Source material -

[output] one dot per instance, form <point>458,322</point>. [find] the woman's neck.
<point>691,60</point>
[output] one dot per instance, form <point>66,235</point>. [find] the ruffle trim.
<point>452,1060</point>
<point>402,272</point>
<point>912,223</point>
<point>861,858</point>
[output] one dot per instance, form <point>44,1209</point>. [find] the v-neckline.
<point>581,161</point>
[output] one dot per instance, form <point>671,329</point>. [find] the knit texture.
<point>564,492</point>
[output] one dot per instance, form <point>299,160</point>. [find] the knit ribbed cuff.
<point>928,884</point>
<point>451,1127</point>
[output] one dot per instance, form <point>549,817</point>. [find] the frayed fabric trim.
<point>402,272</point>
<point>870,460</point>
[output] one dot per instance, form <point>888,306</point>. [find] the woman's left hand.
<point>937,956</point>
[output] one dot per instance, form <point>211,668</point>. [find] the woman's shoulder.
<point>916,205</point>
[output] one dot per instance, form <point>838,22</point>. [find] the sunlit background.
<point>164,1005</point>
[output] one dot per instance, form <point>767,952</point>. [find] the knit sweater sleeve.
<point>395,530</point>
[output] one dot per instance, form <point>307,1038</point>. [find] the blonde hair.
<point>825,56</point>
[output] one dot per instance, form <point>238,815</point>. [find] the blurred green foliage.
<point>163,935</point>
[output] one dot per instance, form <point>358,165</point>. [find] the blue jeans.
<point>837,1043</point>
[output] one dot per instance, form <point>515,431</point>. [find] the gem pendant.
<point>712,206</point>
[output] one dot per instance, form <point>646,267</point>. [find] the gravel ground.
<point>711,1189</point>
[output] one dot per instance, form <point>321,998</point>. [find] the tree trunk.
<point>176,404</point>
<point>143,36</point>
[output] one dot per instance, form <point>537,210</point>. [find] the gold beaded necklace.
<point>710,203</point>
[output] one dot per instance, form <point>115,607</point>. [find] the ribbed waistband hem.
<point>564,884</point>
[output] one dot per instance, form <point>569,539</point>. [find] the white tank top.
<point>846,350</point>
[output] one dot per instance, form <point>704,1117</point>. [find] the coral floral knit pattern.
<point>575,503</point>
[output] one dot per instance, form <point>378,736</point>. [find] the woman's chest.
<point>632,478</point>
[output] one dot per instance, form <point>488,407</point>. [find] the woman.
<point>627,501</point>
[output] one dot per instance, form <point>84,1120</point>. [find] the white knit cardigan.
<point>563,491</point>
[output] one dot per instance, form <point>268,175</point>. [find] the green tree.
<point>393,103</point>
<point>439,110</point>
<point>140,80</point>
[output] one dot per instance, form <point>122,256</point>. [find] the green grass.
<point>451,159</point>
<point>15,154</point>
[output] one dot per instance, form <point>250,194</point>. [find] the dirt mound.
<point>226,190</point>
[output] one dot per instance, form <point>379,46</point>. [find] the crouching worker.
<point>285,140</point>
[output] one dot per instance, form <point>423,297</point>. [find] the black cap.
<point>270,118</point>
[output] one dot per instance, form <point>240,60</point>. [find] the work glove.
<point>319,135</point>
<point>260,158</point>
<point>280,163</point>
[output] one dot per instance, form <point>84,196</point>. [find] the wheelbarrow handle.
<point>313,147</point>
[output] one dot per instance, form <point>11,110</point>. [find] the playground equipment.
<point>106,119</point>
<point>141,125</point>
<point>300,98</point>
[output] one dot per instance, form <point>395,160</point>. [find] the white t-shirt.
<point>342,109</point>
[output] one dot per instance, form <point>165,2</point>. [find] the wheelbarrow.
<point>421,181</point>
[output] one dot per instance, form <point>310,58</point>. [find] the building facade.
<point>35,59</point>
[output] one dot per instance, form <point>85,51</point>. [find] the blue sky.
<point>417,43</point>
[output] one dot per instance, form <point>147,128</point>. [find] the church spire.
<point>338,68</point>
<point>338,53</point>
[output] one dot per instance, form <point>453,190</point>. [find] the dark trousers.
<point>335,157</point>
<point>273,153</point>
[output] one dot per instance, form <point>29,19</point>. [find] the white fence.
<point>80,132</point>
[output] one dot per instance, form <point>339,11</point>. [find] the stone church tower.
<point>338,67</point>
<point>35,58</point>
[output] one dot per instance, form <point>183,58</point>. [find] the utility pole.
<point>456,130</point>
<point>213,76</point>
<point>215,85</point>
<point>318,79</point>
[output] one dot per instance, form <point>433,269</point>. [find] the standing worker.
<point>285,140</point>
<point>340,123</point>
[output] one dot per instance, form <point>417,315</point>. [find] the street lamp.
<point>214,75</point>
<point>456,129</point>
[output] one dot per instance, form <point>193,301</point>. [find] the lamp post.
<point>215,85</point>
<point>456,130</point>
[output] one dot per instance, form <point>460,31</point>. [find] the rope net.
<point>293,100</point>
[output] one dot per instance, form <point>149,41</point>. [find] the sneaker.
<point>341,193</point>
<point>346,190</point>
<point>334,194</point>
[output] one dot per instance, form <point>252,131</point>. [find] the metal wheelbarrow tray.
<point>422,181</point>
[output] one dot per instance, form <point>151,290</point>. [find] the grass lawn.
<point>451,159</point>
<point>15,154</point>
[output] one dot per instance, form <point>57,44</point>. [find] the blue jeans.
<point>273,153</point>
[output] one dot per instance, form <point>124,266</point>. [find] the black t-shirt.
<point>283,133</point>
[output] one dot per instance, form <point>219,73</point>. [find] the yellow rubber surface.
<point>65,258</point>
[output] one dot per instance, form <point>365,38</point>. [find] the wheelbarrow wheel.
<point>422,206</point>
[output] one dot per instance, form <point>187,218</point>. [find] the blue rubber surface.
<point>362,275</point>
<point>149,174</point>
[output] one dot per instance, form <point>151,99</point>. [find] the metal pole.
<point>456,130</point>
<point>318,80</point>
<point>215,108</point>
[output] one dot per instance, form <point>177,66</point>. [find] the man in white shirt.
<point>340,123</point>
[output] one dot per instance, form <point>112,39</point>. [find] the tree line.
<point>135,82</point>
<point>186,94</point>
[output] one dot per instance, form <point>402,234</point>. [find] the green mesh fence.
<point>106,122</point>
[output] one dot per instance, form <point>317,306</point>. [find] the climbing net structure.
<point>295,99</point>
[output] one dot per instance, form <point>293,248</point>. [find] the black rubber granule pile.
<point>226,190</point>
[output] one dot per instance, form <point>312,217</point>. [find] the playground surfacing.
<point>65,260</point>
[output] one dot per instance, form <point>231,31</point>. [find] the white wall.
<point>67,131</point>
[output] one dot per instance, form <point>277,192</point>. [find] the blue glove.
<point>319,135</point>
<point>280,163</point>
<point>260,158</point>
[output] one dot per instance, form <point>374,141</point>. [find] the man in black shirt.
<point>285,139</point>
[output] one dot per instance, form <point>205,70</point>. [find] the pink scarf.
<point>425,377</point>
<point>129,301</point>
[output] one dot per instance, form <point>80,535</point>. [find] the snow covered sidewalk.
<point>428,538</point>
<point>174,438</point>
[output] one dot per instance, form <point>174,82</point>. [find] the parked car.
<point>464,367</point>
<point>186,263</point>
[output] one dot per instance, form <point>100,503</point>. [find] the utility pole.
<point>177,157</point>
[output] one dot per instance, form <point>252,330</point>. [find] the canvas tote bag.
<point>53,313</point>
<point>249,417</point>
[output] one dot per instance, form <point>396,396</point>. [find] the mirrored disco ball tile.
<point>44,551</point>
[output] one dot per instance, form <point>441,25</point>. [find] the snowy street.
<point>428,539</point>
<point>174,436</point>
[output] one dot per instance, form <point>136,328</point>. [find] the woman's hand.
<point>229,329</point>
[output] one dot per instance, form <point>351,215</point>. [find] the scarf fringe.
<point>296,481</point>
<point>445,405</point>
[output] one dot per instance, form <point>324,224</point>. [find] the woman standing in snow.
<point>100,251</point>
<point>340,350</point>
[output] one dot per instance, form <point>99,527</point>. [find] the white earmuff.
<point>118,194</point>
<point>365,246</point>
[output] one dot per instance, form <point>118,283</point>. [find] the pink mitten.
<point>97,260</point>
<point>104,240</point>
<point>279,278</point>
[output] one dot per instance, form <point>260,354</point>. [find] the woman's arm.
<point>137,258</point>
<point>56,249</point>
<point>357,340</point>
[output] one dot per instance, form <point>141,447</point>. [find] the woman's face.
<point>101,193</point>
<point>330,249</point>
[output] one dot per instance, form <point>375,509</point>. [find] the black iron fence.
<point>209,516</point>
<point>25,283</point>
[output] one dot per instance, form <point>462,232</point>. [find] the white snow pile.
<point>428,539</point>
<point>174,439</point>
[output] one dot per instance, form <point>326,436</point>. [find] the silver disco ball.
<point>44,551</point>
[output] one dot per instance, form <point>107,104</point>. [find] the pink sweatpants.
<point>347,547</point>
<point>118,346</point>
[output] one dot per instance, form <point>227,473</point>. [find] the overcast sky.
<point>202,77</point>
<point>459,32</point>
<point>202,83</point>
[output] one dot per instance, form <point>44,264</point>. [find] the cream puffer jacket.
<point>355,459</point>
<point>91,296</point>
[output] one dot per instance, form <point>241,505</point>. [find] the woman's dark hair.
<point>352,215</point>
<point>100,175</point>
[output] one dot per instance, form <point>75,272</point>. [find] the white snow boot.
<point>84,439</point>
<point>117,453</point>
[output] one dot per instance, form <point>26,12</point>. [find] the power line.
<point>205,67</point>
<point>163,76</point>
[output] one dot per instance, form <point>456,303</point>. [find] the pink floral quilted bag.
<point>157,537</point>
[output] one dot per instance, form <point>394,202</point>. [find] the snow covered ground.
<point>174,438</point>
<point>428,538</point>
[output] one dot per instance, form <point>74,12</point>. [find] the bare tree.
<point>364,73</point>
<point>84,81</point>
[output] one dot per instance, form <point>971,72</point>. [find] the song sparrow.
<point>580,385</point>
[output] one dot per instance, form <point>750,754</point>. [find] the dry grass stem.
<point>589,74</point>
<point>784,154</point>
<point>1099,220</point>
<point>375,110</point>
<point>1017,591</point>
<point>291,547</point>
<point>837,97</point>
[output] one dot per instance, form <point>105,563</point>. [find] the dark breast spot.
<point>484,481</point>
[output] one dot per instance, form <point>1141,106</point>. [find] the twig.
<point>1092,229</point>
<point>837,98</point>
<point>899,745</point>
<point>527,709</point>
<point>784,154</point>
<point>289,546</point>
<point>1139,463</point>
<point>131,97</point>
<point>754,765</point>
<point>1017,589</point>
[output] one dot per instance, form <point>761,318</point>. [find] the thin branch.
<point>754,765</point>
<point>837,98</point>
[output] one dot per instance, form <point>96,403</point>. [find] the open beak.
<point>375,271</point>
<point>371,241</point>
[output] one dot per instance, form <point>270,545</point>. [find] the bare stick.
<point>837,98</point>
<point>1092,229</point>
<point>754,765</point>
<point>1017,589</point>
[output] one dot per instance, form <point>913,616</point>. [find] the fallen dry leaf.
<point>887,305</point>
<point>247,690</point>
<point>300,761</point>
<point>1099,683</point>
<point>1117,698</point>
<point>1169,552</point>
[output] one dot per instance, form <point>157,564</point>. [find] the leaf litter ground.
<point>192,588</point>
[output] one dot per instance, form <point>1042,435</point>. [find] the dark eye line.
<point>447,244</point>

Work required -
Reproduce the records starting at the line containing "[output] one dot per instance, form <point>394,202</point>." and ending at the line containing "<point>84,81</point>", requests included. Raise every answer coordinate by 98, leaving the requests and their format samples unchanged.

Written answer -
[output] one dot per instance, form <point>394,202</point>. [find] the snow covered ground.
<point>272,536</point>
<point>526,636</point>
[output] one dot per instance, form <point>74,12</point>. [find] the bare tree.
<point>462,171</point>
<point>182,179</point>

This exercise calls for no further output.